**Goal:**
Find each line in the data below that contains the string "slice" and copy those lines out in full, treating uppercase and lowercase as different.

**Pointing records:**

========================================

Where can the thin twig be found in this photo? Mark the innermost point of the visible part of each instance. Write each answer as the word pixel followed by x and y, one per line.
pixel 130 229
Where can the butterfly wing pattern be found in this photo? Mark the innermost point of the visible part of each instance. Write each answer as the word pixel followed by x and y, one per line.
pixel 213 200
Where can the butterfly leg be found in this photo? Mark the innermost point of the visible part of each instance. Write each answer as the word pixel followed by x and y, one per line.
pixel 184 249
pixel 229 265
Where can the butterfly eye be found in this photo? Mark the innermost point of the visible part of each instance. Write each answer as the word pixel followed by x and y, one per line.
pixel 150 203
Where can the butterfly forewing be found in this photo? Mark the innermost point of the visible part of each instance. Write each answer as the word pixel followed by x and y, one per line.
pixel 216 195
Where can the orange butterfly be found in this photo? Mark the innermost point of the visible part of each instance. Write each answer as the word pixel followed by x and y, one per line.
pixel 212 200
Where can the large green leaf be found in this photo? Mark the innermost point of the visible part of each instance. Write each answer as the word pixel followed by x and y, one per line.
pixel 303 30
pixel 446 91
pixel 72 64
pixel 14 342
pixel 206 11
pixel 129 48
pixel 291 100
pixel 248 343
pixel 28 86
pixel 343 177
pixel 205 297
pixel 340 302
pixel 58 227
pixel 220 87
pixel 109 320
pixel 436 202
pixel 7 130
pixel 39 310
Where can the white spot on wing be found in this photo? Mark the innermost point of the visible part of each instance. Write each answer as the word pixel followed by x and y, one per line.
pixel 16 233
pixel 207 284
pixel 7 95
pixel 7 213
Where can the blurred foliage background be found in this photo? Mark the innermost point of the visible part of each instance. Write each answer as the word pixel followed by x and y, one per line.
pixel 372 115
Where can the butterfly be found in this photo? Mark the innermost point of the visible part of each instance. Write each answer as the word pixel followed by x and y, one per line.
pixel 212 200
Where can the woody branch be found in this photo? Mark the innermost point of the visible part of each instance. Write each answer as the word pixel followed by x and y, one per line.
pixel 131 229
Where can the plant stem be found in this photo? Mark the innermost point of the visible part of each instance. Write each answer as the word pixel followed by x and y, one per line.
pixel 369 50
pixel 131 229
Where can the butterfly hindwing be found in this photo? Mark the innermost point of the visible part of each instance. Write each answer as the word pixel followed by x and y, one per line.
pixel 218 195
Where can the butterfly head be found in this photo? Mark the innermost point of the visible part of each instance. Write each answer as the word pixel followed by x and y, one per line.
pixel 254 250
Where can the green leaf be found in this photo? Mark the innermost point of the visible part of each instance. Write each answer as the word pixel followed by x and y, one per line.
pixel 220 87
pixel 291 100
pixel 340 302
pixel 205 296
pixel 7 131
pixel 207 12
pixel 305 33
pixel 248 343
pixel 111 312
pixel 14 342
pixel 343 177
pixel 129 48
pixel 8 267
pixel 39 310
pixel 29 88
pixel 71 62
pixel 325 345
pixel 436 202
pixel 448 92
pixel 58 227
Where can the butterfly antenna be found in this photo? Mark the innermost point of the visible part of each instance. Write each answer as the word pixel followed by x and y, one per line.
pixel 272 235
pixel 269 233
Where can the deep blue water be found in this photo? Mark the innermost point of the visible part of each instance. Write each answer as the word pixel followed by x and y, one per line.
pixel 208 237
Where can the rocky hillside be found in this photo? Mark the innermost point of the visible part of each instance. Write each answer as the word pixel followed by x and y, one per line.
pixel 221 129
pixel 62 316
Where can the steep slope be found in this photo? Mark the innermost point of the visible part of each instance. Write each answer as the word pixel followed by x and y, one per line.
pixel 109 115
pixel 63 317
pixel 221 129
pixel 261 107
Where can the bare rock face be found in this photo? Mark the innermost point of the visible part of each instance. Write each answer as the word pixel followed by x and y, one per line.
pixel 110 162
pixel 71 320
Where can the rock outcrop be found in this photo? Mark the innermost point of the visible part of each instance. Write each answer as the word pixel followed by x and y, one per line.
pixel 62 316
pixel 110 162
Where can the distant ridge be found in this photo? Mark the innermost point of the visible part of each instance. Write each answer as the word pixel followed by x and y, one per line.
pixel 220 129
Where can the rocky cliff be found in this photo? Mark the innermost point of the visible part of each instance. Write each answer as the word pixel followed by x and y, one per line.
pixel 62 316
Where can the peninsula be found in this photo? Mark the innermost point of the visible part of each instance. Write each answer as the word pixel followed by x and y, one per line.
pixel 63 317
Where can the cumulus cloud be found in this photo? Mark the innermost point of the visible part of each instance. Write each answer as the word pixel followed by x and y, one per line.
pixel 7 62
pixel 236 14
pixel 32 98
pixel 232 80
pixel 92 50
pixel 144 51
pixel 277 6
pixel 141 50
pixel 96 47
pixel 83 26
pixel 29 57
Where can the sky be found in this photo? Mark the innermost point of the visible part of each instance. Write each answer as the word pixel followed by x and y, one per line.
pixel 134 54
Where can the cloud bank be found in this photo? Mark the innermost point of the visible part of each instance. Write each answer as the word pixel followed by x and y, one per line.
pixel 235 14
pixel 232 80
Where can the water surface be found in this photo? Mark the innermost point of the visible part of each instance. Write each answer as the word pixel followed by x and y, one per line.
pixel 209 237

========================================

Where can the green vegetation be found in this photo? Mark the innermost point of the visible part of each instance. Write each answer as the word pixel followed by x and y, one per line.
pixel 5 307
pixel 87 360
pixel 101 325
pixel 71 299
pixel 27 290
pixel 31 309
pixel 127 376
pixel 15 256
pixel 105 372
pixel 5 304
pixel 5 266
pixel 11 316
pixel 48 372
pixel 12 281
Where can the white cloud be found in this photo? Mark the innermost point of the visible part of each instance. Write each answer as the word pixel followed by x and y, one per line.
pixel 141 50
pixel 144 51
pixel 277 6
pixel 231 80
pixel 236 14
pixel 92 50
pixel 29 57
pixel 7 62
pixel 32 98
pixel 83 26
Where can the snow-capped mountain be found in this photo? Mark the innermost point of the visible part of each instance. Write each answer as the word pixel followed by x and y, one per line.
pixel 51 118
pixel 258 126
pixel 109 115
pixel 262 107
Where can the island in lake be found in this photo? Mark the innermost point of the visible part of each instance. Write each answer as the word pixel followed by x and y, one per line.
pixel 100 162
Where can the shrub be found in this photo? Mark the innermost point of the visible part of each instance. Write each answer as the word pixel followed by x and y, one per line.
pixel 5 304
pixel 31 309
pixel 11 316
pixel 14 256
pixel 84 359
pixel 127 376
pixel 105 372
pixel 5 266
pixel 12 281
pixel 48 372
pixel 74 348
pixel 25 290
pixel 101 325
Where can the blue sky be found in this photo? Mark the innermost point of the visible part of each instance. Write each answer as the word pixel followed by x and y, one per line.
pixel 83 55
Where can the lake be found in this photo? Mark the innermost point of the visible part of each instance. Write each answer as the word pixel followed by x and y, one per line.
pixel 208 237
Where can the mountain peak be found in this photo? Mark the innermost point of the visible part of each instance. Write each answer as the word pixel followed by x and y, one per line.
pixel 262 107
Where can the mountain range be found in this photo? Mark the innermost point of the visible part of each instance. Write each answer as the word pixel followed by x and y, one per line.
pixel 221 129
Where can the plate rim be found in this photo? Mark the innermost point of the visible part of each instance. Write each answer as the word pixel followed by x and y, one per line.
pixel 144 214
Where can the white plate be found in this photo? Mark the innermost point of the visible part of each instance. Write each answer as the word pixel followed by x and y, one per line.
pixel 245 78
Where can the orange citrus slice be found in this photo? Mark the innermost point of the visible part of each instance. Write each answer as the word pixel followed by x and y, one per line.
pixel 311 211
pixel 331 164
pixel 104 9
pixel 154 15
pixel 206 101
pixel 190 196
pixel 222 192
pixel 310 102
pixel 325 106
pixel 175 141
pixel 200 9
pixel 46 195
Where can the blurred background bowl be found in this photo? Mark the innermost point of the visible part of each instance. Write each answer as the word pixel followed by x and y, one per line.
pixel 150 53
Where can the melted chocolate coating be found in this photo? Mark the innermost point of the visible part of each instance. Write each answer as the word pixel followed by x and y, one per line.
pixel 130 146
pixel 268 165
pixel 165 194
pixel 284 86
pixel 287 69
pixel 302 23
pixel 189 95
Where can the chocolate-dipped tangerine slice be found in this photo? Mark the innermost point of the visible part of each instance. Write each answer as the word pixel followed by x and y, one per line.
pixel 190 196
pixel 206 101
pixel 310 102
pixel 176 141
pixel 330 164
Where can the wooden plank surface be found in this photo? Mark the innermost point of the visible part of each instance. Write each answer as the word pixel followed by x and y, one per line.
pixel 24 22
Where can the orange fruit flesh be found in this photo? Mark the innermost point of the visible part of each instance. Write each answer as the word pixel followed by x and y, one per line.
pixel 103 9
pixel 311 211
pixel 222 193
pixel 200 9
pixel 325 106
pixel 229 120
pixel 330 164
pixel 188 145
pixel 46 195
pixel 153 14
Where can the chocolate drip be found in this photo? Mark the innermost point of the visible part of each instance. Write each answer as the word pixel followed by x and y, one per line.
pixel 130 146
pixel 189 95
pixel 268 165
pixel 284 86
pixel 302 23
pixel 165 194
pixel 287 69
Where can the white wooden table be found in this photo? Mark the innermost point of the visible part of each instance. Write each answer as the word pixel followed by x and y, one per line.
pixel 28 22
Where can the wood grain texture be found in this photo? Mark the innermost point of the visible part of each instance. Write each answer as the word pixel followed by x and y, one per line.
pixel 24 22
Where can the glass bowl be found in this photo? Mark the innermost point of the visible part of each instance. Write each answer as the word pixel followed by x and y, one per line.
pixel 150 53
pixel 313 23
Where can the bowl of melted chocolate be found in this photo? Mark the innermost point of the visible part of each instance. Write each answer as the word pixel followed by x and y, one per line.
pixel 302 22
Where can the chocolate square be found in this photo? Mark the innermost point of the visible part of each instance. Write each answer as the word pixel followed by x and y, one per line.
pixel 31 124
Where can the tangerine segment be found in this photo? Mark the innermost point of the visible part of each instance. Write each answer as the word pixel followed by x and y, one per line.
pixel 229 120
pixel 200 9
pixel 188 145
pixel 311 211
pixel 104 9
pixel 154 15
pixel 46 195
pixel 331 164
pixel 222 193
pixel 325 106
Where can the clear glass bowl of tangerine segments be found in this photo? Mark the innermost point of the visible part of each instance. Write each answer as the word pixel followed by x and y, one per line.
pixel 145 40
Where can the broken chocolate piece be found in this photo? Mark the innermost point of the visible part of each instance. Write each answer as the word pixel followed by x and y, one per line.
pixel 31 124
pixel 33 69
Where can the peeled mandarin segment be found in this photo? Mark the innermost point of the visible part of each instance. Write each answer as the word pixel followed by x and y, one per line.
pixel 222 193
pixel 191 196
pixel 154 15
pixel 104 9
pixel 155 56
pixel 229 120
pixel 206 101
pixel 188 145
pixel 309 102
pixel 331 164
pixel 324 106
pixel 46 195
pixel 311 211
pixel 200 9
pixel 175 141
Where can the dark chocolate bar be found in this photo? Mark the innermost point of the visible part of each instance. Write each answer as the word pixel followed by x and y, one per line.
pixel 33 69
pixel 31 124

========================================

**Output of the exercise:**
Where can the orange citrus slice be found in this photo? Mark the innermost point of the visible part of each instance. Write each answer as the word pixel followed by x and y, one per line.
Where can the chocolate-dipped tangerine slice be found in this photo? Mark the innermost point of the visible part of each instance. Write each answer as the word pixel followed by x and y, one per line.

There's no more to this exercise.